Content starts

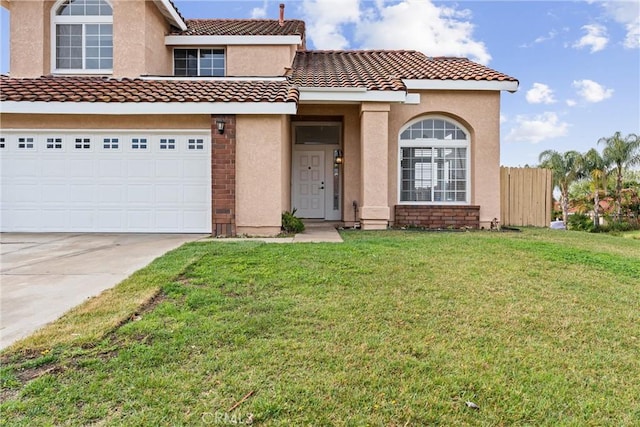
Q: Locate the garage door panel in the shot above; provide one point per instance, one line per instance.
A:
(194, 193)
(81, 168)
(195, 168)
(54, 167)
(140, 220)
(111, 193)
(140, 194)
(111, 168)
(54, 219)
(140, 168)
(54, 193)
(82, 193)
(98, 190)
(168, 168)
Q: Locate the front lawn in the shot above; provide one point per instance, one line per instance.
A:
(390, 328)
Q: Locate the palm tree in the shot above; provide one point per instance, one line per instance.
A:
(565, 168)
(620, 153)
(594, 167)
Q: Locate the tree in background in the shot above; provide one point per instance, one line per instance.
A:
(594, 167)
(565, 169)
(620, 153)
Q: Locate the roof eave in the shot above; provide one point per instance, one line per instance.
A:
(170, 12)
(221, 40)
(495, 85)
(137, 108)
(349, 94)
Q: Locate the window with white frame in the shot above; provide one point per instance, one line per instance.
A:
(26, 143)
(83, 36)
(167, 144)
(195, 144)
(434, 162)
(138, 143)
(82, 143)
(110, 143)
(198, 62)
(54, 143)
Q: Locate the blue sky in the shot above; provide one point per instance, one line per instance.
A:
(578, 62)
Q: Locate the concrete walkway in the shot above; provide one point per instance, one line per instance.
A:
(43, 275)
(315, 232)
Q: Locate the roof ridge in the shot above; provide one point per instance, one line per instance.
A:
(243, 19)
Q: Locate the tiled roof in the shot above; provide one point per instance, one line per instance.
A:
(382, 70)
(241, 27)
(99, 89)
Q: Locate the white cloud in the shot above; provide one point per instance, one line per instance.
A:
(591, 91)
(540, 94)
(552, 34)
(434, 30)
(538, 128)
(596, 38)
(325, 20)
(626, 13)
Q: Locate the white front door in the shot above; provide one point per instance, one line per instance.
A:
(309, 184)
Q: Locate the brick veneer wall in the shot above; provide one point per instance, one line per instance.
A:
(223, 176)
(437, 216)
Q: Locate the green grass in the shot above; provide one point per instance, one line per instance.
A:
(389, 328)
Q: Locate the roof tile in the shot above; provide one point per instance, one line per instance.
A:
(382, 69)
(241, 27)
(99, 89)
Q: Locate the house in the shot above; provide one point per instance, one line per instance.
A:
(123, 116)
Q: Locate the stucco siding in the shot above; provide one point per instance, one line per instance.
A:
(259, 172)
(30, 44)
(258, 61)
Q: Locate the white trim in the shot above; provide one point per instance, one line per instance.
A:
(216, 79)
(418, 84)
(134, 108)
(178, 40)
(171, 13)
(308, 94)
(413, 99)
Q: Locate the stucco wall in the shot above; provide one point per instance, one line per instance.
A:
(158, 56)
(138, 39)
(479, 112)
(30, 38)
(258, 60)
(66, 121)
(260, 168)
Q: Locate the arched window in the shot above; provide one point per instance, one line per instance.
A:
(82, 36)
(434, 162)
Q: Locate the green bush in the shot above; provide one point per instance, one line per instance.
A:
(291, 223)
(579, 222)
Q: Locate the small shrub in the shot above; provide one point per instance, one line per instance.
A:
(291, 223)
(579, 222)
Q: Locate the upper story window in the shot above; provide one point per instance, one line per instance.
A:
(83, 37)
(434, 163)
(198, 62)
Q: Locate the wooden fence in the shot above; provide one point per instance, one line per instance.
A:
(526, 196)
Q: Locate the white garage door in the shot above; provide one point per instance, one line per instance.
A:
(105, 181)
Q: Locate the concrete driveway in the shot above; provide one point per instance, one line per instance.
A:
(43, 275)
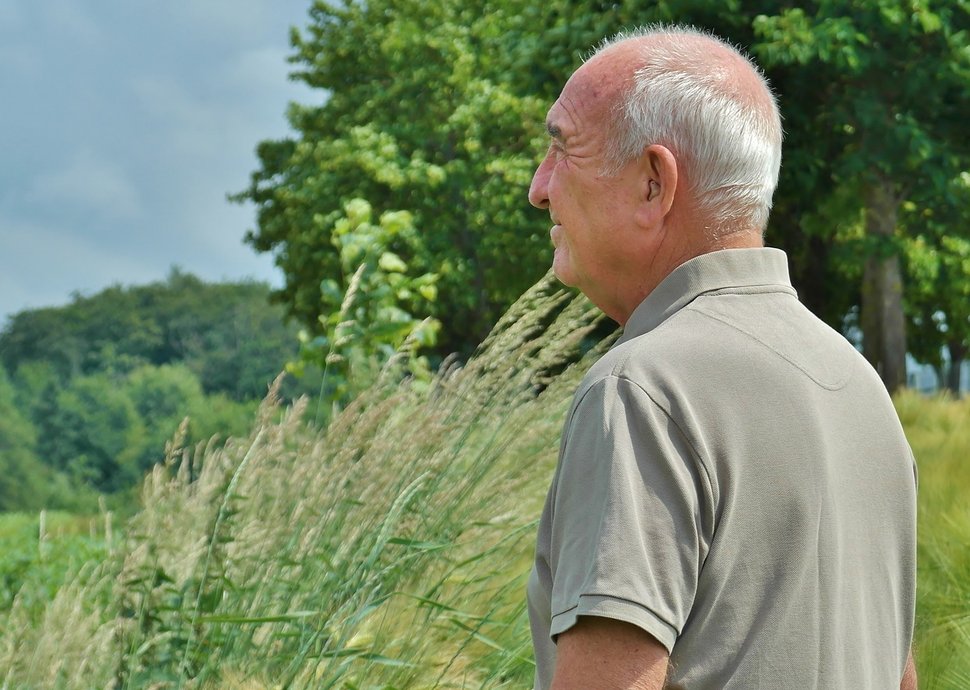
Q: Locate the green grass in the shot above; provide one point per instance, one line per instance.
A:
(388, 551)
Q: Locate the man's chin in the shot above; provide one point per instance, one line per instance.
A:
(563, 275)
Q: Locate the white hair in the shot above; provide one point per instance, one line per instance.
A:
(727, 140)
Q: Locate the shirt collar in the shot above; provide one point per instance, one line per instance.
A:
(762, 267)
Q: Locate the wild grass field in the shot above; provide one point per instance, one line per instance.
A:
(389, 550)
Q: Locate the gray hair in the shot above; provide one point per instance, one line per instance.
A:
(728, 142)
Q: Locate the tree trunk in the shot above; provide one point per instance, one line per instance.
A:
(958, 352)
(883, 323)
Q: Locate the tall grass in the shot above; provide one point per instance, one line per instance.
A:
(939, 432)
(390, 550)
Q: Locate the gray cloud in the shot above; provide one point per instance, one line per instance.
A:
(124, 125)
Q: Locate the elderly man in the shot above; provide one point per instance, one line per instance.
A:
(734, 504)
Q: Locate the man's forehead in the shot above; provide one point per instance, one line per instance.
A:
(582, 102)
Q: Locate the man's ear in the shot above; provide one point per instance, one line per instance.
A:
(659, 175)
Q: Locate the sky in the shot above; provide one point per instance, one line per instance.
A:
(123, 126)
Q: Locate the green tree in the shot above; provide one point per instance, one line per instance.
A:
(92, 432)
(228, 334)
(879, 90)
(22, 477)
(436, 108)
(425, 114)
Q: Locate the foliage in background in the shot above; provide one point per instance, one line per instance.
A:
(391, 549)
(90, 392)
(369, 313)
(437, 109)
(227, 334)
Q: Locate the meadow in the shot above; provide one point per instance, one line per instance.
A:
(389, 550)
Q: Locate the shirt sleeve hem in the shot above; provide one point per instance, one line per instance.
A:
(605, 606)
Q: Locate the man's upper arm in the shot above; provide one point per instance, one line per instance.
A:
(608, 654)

Content ends

**Task objective**
The material above holds pictures; copy everything else in it exactly.

**Exercise solution**
Q: Locate the garage door panel in the shot above; provide one point per instance, one line per instance.
A:
(194, 193)
(81, 168)
(195, 168)
(54, 167)
(140, 220)
(111, 193)
(140, 194)
(111, 168)
(54, 219)
(140, 168)
(54, 193)
(82, 193)
(98, 190)
(168, 168)
Q: Locate the front lawn in the shot above; provide one point per instance, one line per instance.
A:
(390, 328)
Q: Locate the palm tree in the shot above; provide one point per instance, one line per instance.
A:
(565, 168)
(620, 153)
(594, 167)
Q: Locate the tree in background in the shot above; provide one point per instance, one line per instance.
A:
(594, 167)
(565, 169)
(620, 153)
Q: Locate the roof eave in the shot above; provide one point per instance, one line per instance.
A:
(170, 12)
(221, 40)
(495, 85)
(137, 108)
(349, 94)
Q: Locate the window with white frame in the shot above; provide one point per instance, one line per instance.
A:
(26, 143)
(83, 36)
(167, 144)
(195, 144)
(434, 162)
(138, 143)
(82, 143)
(110, 143)
(198, 62)
(54, 143)
Q: Locate the blue sky in the shot above; provide one point per instance, one line per instance.
A:
(578, 62)
Q: Locate the concrete walkway in the shot above; provide one point per instance, one line per instance.
A:
(43, 275)
(315, 232)
Q: Locate the roof ridge in the shot above; provide one point per instance, one line per instance.
A:
(243, 19)
Q: Locate the tiled roof in the shot above; provide one point per instance, one line per instance.
A:
(382, 70)
(241, 27)
(99, 89)
Q: Locate the white cloud in the shot above; provide one point per instance, one line per instance.
A:
(591, 91)
(540, 94)
(552, 34)
(434, 30)
(538, 128)
(596, 38)
(325, 20)
(626, 13)
Q: Locate the white front door in the shot above; provide one point per instance, one line per instance.
A:
(309, 184)
Q: Locate the brick veneer wall in the shot above; provide one point per instance, one line per instance.
A:
(223, 176)
(437, 216)
Q: Locate the green grass in the shot above; provide one point per instance, one line per instance.
A:
(389, 328)
Q: Locate the roof tile in the shot above; provide one point per instance, one line per instance.
A:
(382, 69)
(241, 27)
(99, 89)
Q: Locate the house in the shot above; provide one point per instance, one line per instance.
A:
(123, 116)
Q: Locate the stucco siding in the shot above; provide one point per instance, one line per instance.
A:
(259, 172)
(30, 44)
(258, 61)
Q: Locate the white trim in the shot above; provide one point per instance, one line per instance.
A:
(216, 79)
(418, 84)
(134, 108)
(178, 40)
(171, 13)
(308, 94)
(413, 99)
Q: Locate the stucco wall in the shot above; provide one point per instance, one line per instance.
A:
(158, 56)
(138, 39)
(479, 112)
(30, 38)
(258, 60)
(66, 121)
(260, 168)
Q: Locate the arched window in the shot above; provide one point per instance, one line per instance.
A:
(82, 36)
(434, 162)
Q: Locate the green bush in the shot above; provide one point per instance, one line per instance.
A:
(291, 223)
(579, 222)
Q: Locate the small shrub in the shot above; provide one point per instance, one line per instance.
A:
(291, 223)
(579, 222)
Q: Locate the upper story window in the shot above; provide one point per instance, one line per instance.
A:
(83, 37)
(434, 163)
(198, 62)
Q: Locate the wooden fence in the shot above; provide one point per instance, one line per instance.
A:
(526, 196)
Q: Locate the white garage door in the shot above; provide one point per instance, one line per instance.
A:
(105, 181)
Q: Locate the concrete driveway in the shot above; provide one point per instance, one line per instance.
A:
(43, 275)
Q: Locate the green grass in the shot above; provide one point per instance, one line per instance.
A:
(388, 551)
Q: Locate the man's chin in the shot above; provide one point per instance, one line per instance.
A:
(563, 275)
Q: Locate the white hair in the shot above; provide one point per instance, one line per instance.
A:
(727, 140)
Q: Locate the shirt collar in the shot above; provide one point per instance, one line per instance.
A:
(762, 267)
Q: Locate the wild grass field in the shot above; provide one point per instance, one line per instance.
A:
(389, 550)
Q: Locate the gray hair in the shot above; provide one point per instance, one line per instance.
A:
(728, 142)
Q: Locate the tree trunk in the shot above; provide one point per instance, one line per instance.
A:
(958, 352)
(883, 323)
Q: Locate the tall grass in the shot above; provide one point per instance, one line per instance.
A:
(939, 432)
(390, 550)
Q: Locate the gray cloud in the shot above; provide one point per instance, one line per instance.
A:
(124, 125)
Q: Locate the elderly man in the shot above; provide one point per instance, one line per instance.
A:
(734, 504)
Q: Locate the man's forehead in the shot above; provide one point per instance, one line per instance.
A:
(582, 102)
Q: Locate the man's ear in the shot above; provide one point per instance, one line per instance.
A:
(659, 175)
Q: Locate the sky in the shot above; provide one point per instance, one line per instance.
A:
(123, 126)
Q: Locate the green tree in the shot above; provide one point per instance, one line per instance.
A:
(92, 432)
(228, 334)
(879, 90)
(22, 477)
(436, 108)
(425, 114)
Q: Locate the foliage in background in the shot above; provide one point per instance, one line per instance.
A:
(391, 549)
(90, 392)
(369, 313)
(437, 109)
(227, 334)
Q: Locate the meadow in the shot above; provide one point per instance, one line per instance.
A:
(389, 550)
Q: Locate the shirt sleeve hem in the shot above; provide one point per instance, one line per instance.
A:
(605, 606)
Q: Locate the man's upper arm in the shot above; provide one point per instance, one line per instance.
A:
(608, 654)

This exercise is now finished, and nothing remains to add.